# Task brief
Omit the pictures from the entries below and retype everything else exactly.

--- START Dataset content ---

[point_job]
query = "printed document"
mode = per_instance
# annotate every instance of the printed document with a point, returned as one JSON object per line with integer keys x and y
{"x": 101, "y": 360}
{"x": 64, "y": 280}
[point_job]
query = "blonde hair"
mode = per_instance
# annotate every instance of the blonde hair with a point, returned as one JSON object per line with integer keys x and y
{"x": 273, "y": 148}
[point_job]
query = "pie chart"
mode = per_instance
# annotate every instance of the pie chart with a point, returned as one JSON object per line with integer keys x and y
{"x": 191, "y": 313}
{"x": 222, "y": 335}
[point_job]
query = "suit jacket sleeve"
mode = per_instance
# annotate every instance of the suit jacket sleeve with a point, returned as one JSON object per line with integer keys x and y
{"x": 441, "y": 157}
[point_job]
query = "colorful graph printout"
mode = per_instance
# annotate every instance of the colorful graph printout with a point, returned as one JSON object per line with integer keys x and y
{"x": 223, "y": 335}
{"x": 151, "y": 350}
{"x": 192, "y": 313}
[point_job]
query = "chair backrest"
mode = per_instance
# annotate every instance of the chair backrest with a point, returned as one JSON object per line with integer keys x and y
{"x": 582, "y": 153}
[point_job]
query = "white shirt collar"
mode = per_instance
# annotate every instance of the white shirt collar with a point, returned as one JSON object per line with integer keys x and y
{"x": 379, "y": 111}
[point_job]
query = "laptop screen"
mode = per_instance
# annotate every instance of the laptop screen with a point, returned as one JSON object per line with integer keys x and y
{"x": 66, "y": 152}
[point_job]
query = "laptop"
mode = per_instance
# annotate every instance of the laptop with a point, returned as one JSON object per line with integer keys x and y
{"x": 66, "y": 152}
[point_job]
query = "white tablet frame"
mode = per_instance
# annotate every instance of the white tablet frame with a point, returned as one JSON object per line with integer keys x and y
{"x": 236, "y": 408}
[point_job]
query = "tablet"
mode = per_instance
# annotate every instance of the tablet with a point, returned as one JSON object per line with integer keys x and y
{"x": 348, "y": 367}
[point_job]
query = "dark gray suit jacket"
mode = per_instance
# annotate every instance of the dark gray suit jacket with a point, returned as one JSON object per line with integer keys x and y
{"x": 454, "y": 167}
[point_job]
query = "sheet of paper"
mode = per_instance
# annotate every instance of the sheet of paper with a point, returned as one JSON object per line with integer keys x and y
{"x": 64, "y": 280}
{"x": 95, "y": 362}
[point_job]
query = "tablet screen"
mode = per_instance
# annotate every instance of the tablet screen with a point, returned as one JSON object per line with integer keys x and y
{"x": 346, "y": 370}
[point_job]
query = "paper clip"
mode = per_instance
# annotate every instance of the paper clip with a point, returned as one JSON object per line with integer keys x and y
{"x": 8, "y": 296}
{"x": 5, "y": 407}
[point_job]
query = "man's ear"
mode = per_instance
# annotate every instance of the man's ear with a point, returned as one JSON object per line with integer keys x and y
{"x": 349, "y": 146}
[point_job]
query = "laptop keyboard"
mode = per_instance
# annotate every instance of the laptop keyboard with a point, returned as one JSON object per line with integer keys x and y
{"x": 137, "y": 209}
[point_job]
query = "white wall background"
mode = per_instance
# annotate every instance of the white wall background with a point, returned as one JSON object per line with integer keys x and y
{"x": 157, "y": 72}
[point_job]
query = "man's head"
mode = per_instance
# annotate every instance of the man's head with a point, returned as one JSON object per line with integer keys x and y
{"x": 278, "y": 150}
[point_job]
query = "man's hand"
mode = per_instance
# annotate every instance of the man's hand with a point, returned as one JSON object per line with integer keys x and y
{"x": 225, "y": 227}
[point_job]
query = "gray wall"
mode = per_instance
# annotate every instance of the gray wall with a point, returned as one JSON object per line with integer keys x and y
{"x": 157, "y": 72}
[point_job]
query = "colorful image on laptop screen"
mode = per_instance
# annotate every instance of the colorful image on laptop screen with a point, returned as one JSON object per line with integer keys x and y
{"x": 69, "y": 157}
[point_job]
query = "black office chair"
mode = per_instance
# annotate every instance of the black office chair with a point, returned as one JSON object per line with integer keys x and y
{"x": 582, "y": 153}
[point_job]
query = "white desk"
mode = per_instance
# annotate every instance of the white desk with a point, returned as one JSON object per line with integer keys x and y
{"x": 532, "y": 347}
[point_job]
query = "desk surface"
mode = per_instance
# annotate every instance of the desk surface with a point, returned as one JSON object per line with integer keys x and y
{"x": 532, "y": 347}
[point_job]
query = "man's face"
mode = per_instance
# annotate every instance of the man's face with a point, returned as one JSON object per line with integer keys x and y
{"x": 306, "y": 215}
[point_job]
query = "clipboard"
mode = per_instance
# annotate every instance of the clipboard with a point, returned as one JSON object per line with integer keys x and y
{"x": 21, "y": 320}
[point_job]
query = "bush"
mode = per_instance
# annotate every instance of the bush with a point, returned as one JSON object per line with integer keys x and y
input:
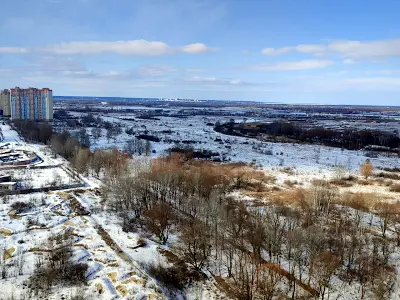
{"x": 21, "y": 207}
{"x": 172, "y": 278}
{"x": 395, "y": 188}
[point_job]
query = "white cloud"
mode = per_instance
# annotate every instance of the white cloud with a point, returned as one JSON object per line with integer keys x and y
{"x": 345, "y": 48}
{"x": 272, "y": 51}
{"x": 131, "y": 48}
{"x": 13, "y": 50}
{"x": 155, "y": 71}
{"x": 348, "y": 61}
{"x": 196, "y": 48}
{"x": 372, "y": 49}
{"x": 213, "y": 81}
{"x": 317, "y": 49}
{"x": 294, "y": 65}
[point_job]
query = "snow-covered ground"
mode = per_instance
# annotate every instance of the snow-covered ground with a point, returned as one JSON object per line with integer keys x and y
{"x": 303, "y": 157}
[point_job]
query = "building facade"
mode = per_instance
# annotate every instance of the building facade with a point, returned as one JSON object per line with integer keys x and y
{"x": 5, "y": 104}
{"x": 31, "y": 104}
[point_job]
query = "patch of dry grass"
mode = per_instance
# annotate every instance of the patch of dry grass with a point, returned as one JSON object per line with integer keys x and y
{"x": 395, "y": 188}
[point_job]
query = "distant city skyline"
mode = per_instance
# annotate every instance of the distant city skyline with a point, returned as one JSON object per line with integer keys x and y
{"x": 286, "y": 51}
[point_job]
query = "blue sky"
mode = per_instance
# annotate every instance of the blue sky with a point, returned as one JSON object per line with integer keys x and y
{"x": 292, "y": 51}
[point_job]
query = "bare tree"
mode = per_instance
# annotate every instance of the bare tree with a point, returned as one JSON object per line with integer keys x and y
{"x": 196, "y": 244}
{"x": 159, "y": 220}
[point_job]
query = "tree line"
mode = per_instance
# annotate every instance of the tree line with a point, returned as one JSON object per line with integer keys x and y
{"x": 347, "y": 138}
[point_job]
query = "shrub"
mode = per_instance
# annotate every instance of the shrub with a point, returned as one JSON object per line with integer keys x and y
{"x": 21, "y": 207}
{"x": 172, "y": 278}
{"x": 395, "y": 188}
{"x": 366, "y": 169}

--- END Dataset content ---

# Written answer
[point_job]
query = "printed document"
mode = per_instance
# annotate every instance of the printed document with a point, returned as one JSON object per line with integer keys x and y
{"x": 101, "y": 360}
{"x": 64, "y": 280}
[point_job]
query = "blonde hair"
mode = per_instance
# annotate every instance of the blonde hair with a point, returned as one JSON object per line with integer keys x and y
{"x": 273, "y": 148}
[point_job]
query = "pie chart"
mode = per_instance
# annotate every instance of the pie chart with a point, returned as one JSON object per line with integer keys x and y
{"x": 191, "y": 313}
{"x": 222, "y": 335}
[point_job]
query = "suit jacket sleeve"
mode = per_instance
# annotate every instance of the suit jacket sleeve with a point, returned as one JSON object per line with integer keys x and y
{"x": 441, "y": 157}
[point_job]
query = "colorful graph printout"
mode = per_instance
# annotate every instance of the colorful graph printout with a point, returned as one JSON object per line with integer keys x and y
{"x": 223, "y": 335}
{"x": 151, "y": 350}
{"x": 192, "y": 313}
[point_job]
query = "chair backrest"
mode = per_instance
# annotate every instance of the chair backrest with a point, returned as one JSON object per line with integer keys x and y
{"x": 582, "y": 153}
[point_job]
query = "white shirt collar"
mode = per_instance
# annotate every instance of the white shirt collar with a point, returned as one JSON object per line with integer keys x and y
{"x": 379, "y": 111}
[point_job]
query = "laptop screen"
mode = per_instance
# annotate every instance of the laptop screen with a point, returned as one JSON object per line with integer keys x and y
{"x": 66, "y": 152}
[point_job]
query = "laptop"
mode = per_instance
# annotate every instance of the laptop with a point, returned as one JSON object per line with integer keys x and y
{"x": 66, "y": 152}
[point_job]
query = "white tablet frame"
mode = per_instance
# annotate every instance of the white tablet frame with a point, returned as one JSON object per line with integer keys x and y
{"x": 236, "y": 408}
[point_job]
query = "tablet"
mode = per_instance
# annotate every instance of the tablet with a point, returned as one JSON object per line with integer keys x and y
{"x": 348, "y": 367}
[point_job]
query = "dark gray suit jacket"
mode = per_instance
# annotate every instance of the dark gray suit jacket with a point, returned as one JSON object per line with integer keys x and y
{"x": 454, "y": 167}
[point_job]
query = "sheet of paper"
mode = per_instance
# annotate every instance of the sheet of paper with a point, returned as one JSON object per line with integer keys x and y
{"x": 64, "y": 280}
{"x": 95, "y": 362}
[point_job]
query = "tablet screen"
mode = per_instance
# annotate every instance of the tablet screen with a point, returned as one JSON object per line with integer keys x and y
{"x": 346, "y": 370}
[point_job]
query = "paper clip"
mode = per_instance
# annotate every instance of the paper clip with a point, returned as one JSON object per line with integer keys x and y
{"x": 8, "y": 296}
{"x": 5, "y": 407}
[point_job]
query = "man's ear"
mode = per_instance
# annotate every instance of the man's ear with a point, returned as one JSON object per line with integer keys x and y
{"x": 349, "y": 146}
[point_job]
query = "laptop keyboard"
mode = per_instance
# annotate every instance of the laptop keyboard with a point, returned as one JSON object per line with integer keys x and y
{"x": 137, "y": 209}
[point_job]
query = "white wall background"
mode = per_instance
# annotate every instance of the white wall background with a point, returned as one JSON object per line with integer keys x and y
{"x": 157, "y": 72}
[point_job]
query = "man's head"
mode = per_instance
# annotate every instance of the man's head with a point, returned as one JSON object per line with integer keys x and y
{"x": 278, "y": 150}
[point_job]
query = "man's hand"
mode = per_instance
# annotate every instance of the man's hand with a point, returned as one JSON object per line with integer keys x and y
{"x": 225, "y": 227}
[point_job]
query = "gray wall"
mode = per_instance
# annotate every instance of the gray wall with a point, returned as one JSON object per line with integer keys x and y
{"x": 157, "y": 72}
[point_job]
query = "colorful image on laptop screen"
mode = per_instance
# annotate every instance of the colorful image on laptop screen with a point, returned as one JSON object per line with integer keys x and y
{"x": 69, "y": 157}
[point_job]
query = "black office chair"
mode = per_instance
# annotate every instance of the black office chair with a point, returned as one JSON object per line with integer keys x and y
{"x": 582, "y": 153}
[point_job]
query = "white desk"
mode = per_instance
# annotate every instance of the white desk with a point, returned as one JSON object per line with integer keys x and y
{"x": 532, "y": 347}
[point_job]
query = "desk surface"
mode = per_instance
# annotate every instance of the desk surface with a point, returned as one JSON object per line with integer keys x and y
{"x": 532, "y": 347}
[point_job]
query = "man's face"
mode = per_instance
# annotate every instance of the man's face with a point, returned as one JSON object per line with integer keys x and y
{"x": 306, "y": 215}
[point_job]
query = "clipboard"
mode = per_instance
# annotate every instance of the clipboard with a point, returned as one JSON object per line with integer keys x and y
{"x": 21, "y": 320}
[point_job]
query = "bush"
mode = per_instance
# annotate every instance of the bush with a point, returned as one JSON object per line with integer keys x and y
input:
{"x": 21, "y": 207}
{"x": 172, "y": 278}
{"x": 395, "y": 188}
[point_job]
query = "white cloud"
mode = per_instance
# annotate every instance of the white cloud with a point, returned as one JSON object per line with integer keys x and y
{"x": 345, "y": 48}
{"x": 272, "y": 51}
{"x": 131, "y": 48}
{"x": 13, "y": 50}
{"x": 155, "y": 71}
{"x": 348, "y": 61}
{"x": 196, "y": 48}
{"x": 372, "y": 49}
{"x": 213, "y": 81}
{"x": 317, "y": 49}
{"x": 294, "y": 65}
[point_job]
query = "snow-covered ground"
mode = per_instance
# annotate every instance of the snow-covered ground with a point, returned as one JSON object per line with integer keys x and y
{"x": 303, "y": 157}
[point_job]
query = "building facade"
mode = per_instance
# annotate every instance of the building facade with a point, returned as one JSON object per line with integer keys x and y
{"x": 5, "y": 104}
{"x": 31, "y": 104}
[point_job]
query = "patch of dry grass"
mode = per_instance
# annotate every instance of the patch of dry grass with a point, returned as one JSON object per line with integer keys x and y
{"x": 395, "y": 188}
[point_job]
query = "distant city skyline"
mode = per_instance
# annotate every instance of the distant city skyline with a point, returned as one JSON object per line with integer keys x and y
{"x": 286, "y": 51}
[point_job]
query = "blue sky"
mode = per_instance
# annotate every instance of the blue sky with a point, returned as one JSON object per line with integer keys x and y
{"x": 292, "y": 51}
[point_job]
query = "bare tree"
mode = per_instance
# annotate every instance of the bare tree with a point, returned as one JSON object per line with integer keys x and y
{"x": 196, "y": 244}
{"x": 159, "y": 220}
[point_job]
query = "tree line"
mode = per_instance
# annotate every instance of the tree line with a point, returned as one JSON object per line with integer keys x and y
{"x": 347, "y": 138}
[point_job]
query = "shrub"
mode = per_instance
# annotate every instance of the shrub with a point, returned as one JSON object per line with integer keys x and y
{"x": 21, "y": 207}
{"x": 172, "y": 278}
{"x": 395, "y": 188}
{"x": 366, "y": 169}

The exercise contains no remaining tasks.